What is your fascination with zoos, even as you change up your methods? In your previous works, you took an approach of waiting for the work to come to you from the images. This time, however, you seem to have been much more hands-on. This feels to me like a huge change for an artist, but what are your thoughts?

(Tatekawa)
I've settled on zoos after shooting all kinds of things. Zoos are profoundly interesting to me because they are spaces that are at once ordinary and extraordinary. It's also fun to shoot videos in a zoo because there is always something happening. Shooting video is like fishing, in that you prepare your gear and then pass the time waiting for something to happen. Later, you turn these happenings into a work of art, rather than a meal. I think zoos are a perfect fit for this kind of “fishing”. I also believe that if I put shots from various places together to make a work, it wouldn't hold together. I can't really explain it, but I believe shooting in zoos gives a work a sense of consistency. This is one of the reasons why I continue to be fascinated with zoos.

........

→ GOAL A: Could you set down the passage of the zoo interview from "What is your" to "are your thoughts?", word for word?

........

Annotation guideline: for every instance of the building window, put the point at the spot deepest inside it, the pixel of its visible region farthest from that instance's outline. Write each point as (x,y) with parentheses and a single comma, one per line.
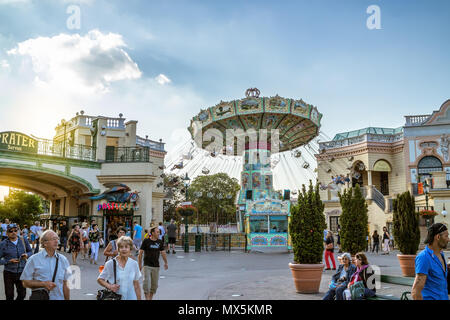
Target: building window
(334,222)
(259,224)
(427,165)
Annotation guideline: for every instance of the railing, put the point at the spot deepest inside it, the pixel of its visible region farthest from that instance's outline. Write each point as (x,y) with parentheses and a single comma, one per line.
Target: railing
(76,151)
(128,154)
(154,145)
(367,137)
(416,120)
(378,198)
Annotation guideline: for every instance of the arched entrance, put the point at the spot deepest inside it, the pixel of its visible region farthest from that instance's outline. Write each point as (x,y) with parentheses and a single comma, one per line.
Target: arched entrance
(426,166)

........

→ GOAL B: Can you pull out the lines of the records from the line with "Annotation guideline: for every instance of the railing, put" through the last line of the records, reproducing each one verbatim?

→ TASK OUTPUT A:
What is your fascination with zoos, even as you change up your methods? In your previous works, you took an approach of waiting for the work to come to you from the images. This time, however, you seem to have been much more hands-on. This feels to me like a huge change for an artist, but what are your thoughts?

→ TASK OUTPUT B:
Annotation guideline: for every instance of the railing, put the point at the spot deepest inside it, the pixel of its visible region farthest from that instance's outline. Write each point as (x,y) with parentheses and a single comma, one per line.
Target: railing
(76,151)
(128,154)
(154,145)
(367,137)
(416,120)
(378,198)
Annotation guideline: for every instance of the arched entrance, put the point at the spot deepest inside it, the pixel of its visible region farthest from that instance's outline. Write each point as (x,y) with parentheses and a single comma, one per line.
Target: arched entrance
(426,166)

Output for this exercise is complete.